* **WHAT IS BEING ASKED**
Word for word, restate all of the entries.
──────
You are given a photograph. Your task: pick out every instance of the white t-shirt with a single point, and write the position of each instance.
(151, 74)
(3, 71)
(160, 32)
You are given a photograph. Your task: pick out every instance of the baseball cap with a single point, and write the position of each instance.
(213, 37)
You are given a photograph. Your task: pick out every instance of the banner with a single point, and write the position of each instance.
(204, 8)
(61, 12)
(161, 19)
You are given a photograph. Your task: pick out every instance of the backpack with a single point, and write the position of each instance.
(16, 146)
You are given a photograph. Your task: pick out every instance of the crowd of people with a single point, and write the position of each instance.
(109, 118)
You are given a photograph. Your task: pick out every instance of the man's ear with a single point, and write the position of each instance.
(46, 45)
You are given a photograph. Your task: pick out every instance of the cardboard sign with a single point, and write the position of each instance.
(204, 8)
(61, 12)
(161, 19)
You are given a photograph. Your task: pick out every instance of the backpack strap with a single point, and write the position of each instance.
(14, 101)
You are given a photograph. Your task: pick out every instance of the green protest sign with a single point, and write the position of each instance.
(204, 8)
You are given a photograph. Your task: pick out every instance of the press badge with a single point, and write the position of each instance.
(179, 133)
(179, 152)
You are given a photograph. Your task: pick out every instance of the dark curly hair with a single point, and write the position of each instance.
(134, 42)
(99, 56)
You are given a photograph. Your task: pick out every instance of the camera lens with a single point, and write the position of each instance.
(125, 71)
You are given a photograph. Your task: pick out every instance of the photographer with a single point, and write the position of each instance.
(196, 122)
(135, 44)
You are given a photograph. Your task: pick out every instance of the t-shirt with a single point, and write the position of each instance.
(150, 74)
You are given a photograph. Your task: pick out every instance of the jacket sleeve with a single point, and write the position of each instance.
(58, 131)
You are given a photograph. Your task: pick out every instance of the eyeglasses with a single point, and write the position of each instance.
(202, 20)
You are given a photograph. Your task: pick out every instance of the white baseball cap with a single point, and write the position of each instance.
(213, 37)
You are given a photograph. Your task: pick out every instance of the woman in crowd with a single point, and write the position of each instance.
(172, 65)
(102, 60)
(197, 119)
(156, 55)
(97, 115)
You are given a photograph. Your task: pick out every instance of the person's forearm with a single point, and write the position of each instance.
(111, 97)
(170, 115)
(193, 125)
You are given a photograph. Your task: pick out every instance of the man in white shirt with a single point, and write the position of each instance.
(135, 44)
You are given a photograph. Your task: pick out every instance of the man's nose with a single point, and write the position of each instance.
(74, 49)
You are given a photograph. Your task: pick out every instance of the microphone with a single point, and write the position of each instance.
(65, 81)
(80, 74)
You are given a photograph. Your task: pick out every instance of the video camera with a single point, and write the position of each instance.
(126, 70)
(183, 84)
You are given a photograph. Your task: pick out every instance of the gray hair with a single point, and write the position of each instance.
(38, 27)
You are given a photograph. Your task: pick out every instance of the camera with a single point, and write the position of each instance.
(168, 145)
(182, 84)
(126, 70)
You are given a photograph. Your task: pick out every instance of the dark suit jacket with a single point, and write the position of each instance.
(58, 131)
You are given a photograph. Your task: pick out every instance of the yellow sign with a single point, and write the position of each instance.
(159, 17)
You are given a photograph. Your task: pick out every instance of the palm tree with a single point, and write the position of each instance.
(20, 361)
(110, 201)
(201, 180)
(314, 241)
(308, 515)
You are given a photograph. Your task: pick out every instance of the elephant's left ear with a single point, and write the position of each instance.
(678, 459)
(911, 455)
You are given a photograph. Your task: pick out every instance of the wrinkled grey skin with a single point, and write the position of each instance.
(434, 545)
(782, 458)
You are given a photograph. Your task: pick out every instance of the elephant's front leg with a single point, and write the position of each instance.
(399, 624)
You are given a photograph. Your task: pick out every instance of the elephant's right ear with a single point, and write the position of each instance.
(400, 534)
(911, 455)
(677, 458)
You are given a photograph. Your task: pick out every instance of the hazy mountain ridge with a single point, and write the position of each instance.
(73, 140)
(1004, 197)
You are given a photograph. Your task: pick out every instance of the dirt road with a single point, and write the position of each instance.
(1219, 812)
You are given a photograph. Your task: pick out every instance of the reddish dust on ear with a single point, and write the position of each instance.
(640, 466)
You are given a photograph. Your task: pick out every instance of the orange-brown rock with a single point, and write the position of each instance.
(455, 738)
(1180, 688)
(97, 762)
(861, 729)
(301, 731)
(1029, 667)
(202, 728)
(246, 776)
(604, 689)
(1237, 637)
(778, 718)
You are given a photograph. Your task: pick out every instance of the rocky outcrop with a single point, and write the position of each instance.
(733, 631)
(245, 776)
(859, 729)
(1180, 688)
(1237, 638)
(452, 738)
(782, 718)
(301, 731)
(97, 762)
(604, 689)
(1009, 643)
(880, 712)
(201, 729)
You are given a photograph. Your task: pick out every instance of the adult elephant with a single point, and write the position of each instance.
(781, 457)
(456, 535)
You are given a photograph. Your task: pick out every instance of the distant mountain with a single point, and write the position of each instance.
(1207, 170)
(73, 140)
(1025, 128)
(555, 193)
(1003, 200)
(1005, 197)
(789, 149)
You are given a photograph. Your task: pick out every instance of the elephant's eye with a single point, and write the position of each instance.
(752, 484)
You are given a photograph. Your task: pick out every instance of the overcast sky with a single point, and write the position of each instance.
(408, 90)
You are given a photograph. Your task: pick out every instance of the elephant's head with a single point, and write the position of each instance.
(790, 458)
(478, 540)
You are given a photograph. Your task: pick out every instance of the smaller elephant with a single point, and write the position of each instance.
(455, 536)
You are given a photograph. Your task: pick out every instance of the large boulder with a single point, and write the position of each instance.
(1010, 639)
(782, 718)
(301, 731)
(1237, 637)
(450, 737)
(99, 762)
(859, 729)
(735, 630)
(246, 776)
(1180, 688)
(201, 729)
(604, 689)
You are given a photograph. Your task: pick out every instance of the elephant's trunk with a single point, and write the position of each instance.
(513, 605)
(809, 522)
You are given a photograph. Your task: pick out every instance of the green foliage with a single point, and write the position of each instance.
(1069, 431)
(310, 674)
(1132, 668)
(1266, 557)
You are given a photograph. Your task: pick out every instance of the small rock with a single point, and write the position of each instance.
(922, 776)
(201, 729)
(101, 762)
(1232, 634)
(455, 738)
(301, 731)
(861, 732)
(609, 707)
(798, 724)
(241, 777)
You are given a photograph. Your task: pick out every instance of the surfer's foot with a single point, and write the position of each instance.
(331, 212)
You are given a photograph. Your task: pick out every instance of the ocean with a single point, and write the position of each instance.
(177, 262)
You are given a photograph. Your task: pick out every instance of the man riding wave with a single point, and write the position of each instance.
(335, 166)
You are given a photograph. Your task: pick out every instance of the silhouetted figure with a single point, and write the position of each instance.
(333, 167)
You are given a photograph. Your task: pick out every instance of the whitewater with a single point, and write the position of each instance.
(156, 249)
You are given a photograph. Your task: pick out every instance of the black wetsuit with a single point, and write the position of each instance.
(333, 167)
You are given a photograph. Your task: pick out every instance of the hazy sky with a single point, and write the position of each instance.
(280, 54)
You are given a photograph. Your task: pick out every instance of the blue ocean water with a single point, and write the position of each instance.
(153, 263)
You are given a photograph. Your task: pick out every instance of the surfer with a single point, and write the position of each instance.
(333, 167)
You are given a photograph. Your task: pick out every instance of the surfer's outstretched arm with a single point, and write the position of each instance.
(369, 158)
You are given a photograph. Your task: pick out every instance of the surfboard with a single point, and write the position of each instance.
──────
* **RESULT OF THIS EXERCISE**
You are given a photograph. Your task: pick out every instance of the white t-shirt with a single point, and write the position of each instance.
(151, 74)
(3, 71)
(160, 32)
You are given a photograph. Your task: pick out every instance of the baseball cap with a single point, and write the position of each instance.
(213, 37)
You are given a photograph. Your task: pick out every instance of the banner with a single point, and write the position of each instance.
(204, 8)
(61, 12)
(161, 19)
You are given a photograph. Your task: pick out every instance of the backpack with a single point, and write the position of each instance.
(16, 146)
You are given a photograph. Your task: pick out every instance of the crowd of people with a single point, and write the position of each instance.
(109, 118)
You are given a photograph. Your task: pick out every instance of the man's ear with a single point, and write the position of each instance.
(46, 45)
You are given a photograph. Your task: pick out every instance of the cardboard sign with a single point, and write the position of each instance.
(204, 8)
(61, 12)
(161, 19)
You are given a photograph. Your task: pick out every instance of the backpack strap with a single point, and write the position of each instance.
(14, 101)
You are given a photograph. Your task: pick out every instance of the green protest sign with a single point, and write the position of each instance.
(204, 8)
You are given a photograph. Your task: pick out every instance of the press badge with a single point, and write the position of each instance.
(179, 133)
(179, 152)
You are given a photograph. Your task: pick out every instance of the dark curly hair with a single point, and write the position of each instance.
(134, 42)
(99, 56)
You are given a photograph. Your task: pick out every instance of the camera lens with a single point, and write the position of each instance.
(125, 71)
You are given a photograph. Your task: pick out every instance of the photographer with a single point, and write the position of each instance.
(196, 122)
(135, 44)
You are given a photograph. Your task: pick out every instance of the t-shirt with a single point, and write the position of each instance.
(150, 74)
You are given a photograph. Your task: pick out every instance of the jacket sleeve with a single point, and write the position of each instance.
(58, 131)
You are given a photograph. Your task: pick out every instance of the eyeglasses with a single point, and write the position of each instance.
(202, 20)
You are given a photograph. Your task: pick out every instance of the white baseball cap with a single point, and write the position of each instance.
(213, 37)
You are given a photograph. Your task: pick out every instance of the woman in crowd with a single point, and write the position of each instance.
(172, 65)
(102, 60)
(197, 119)
(156, 55)
(97, 115)
You are given a photograph. Your task: pick out every instance of the person's forearm with a single point, and write the position of each instance.
(111, 97)
(170, 115)
(193, 125)
You are given a photograph. Your task: pick out every instance of the man in white shirt with a single point, and write the position of each instance.
(135, 44)
You are given a photograph. Your task: pick out every instance of the man's nose with a single point, and write the position of each instance.
(74, 49)
You are given a photograph. Your task: pick out every instance of the microphone with a single point, and write the position of each instance.
(65, 81)
(80, 74)
You are given a photograph. Your task: pick out every instance of the video camera with a single point, and write the position of each instance.
(126, 70)
(183, 84)
You are given a photograph. Your task: pick out every instance of the gray hair with a single point, and write the position of each instance.
(38, 27)
You are given a photograph. Your task: pick out every instance of the camera with a single point, and write the position of each instance.
(168, 145)
(182, 84)
(126, 70)
You are given a photograph. Your task: pick out every instance of the dark suit jacket with a single point, and write the position of each instance.
(58, 131)
You are given a photograph. Your task: pick out every instance of the yellow sign with a single point, and write the position of each instance.
(159, 17)
You are given a photograph. Your task: pick out every instance of the palm tree with a single point, and write the position of each instance.
(20, 361)
(110, 201)
(201, 180)
(314, 241)
(308, 515)
You are given a photograph. Your task: pick out every instance of the elephant's left ear with a single point, and write the position of each instance.
(678, 459)
(911, 455)
You are given a photograph. Your task: pick out every instance of the wrinkled grey skin with a single point, and write the position of each instance.
(434, 545)
(782, 458)
You are given a photograph. Your task: pick out every instance of the elephant's front leg with a single point, and write the position of each instance.
(399, 624)
You are given a photograph. Your task: pick out every instance of the elephant's right ear with a single point, and write the position of each instance.
(400, 534)
(911, 455)
(677, 458)
You are given a photograph. Your task: pick out every instance of the hazy mountain ridge with a single point, and write the position of each instance.
(73, 140)
(1004, 197)
You are given a photograph. Your task: pick out every instance of the dirt road with a single point, and write the position of each instance.
(1219, 812)
You are given a photograph. Your task: pick out every instance of the reddish dust on ear with a single point, and write the position of each instance.
(640, 466)
You are given a photograph. Your task: pick out every instance of the orange-brown rock with a single point, and write the position of each instance.
(455, 738)
(1180, 688)
(97, 762)
(861, 729)
(301, 731)
(1029, 667)
(202, 728)
(246, 776)
(604, 689)
(1237, 637)
(778, 718)
You are given a photograph. Your task: pick out every instance of the rocky outcrop with a single point, and write the position of each instance.
(733, 631)
(245, 776)
(859, 729)
(1180, 688)
(1237, 638)
(452, 738)
(782, 718)
(301, 731)
(97, 762)
(604, 689)
(1009, 643)
(880, 712)
(201, 729)
You are given a photograph. Your task: pick out every instance of the adult elephant with a single point, and write the position of each instance.
(781, 457)
(456, 535)
You are given a photograph. Your task: pick out every instance of the distant mountain with a single point, and write the position of each instance.
(1207, 170)
(73, 140)
(1025, 128)
(555, 193)
(1003, 200)
(1005, 197)
(789, 149)
You are given a photograph. Your task: pick out every instance of the elephant's eye with a single point, and write the position of each instance.
(752, 484)
You are given a photograph. Your task: pick out every instance of the overcast sky with a single point, and write the position of each instance.
(408, 90)
You are given a photograph. Your task: pick out every instance of the elephant's head with a single point, and write the position of each instance.
(790, 458)
(478, 540)
You are given a photograph. Your task: pick out every instance of the smaller elephant with a single point, and write the position of each instance.
(455, 536)
You are given a photograph. Your task: pick out every instance of the large boulder with a single point, and write the position of each instance.
(1010, 639)
(782, 718)
(301, 731)
(1237, 637)
(450, 737)
(99, 762)
(859, 729)
(735, 630)
(246, 776)
(1180, 688)
(201, 729)
(604, 689)
You are given a photograph. Your task: pick out every instance of the elephant's trunk with a single point, and write the position of each instance.
(513, 605)
(809, 522)
You are given a photograph. Your task: pick out every instance of the green foliage with a single point, and write the position of each instance.
(1069, 431)
(310, 674)
(1132, 668)
(1266, 557)
You are given a photograph. Your task: pick out every instance of the small rock with a single point, and write the position of each instance.
(922, 776)
(201, 729)
(101, 762)
(1232, 634)
(455, 738)
(301, 731)
(861, 732)
(609, 707)
(798, 724)
(241, 777)
You are given a photograph. Your task: pick out every instance of the surfer's foot with a single point, and write the position of each instance.
(331, 212)
You are given a photograph. Your task: pick out every instance of the ocean with a single point, and write the position of each instance.
(177, 262)
You are given a photograph. Your task: pick out every instance of the man riding wave with a single point, and write the position of each instance.
(335, 166)
You are given a photograph. Your task: pick out every instance of the silhouetted figure with a single point, and write the position of each instance.
(333, 167)
You are given a photograph. Your task: pick out every instance of the whitewater with a single point, and write the position of each instance.
(156, 249)
You are given a photograph. Your task: pick out every instance of the black wetsuit with a single point, and write the position of each instance.
(333, 167)
You are given a photograph. Your task: pick out every instance of the hazy sky with a single point, and write the position of each instance.
(280, 54)
You are given a photograph. Your task: pick out every instance of the blue ocean water with a single point, and write the position of each instance.
(153, 263)
You are given a photograph. Your task: pick out every instance of the surfer with a single point, and write the position of each instance.
(333, 167)
You are given a photograph. Your task: pick out every instance of the surfer's outstretched arm with a single point, and write the position of each instance.
(369, 158)
You are given a photograph. Your task: pick out every instance of the surfboard with a single point, and write the position of each instance.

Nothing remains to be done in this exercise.